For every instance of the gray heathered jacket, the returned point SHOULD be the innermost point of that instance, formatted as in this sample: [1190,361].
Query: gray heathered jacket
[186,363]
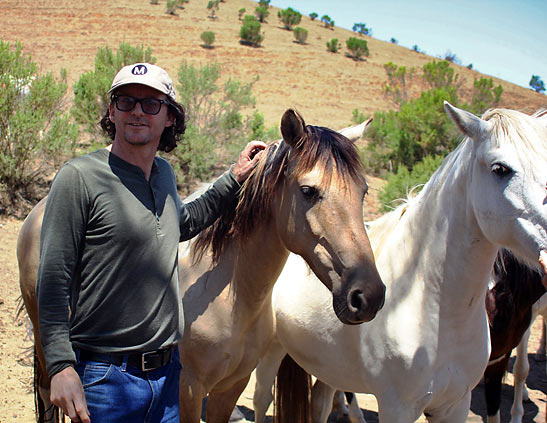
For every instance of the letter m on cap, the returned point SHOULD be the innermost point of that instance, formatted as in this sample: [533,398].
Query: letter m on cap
[139,70]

******

## Task instructions
Could you output the records, starting at the line that contains "For every instance of the letter" and running through the final line of the records, as a JSON list of strings, with one string per line, both ends included and blank lines omitted?

## Correct output
[
  "For every instance of the letter m on cap, the returned point SHOULD be the innermost point of that instance, formatted as in this sample: [533,398].",
  "Query: letter m on cap",
  "[139,70]"
]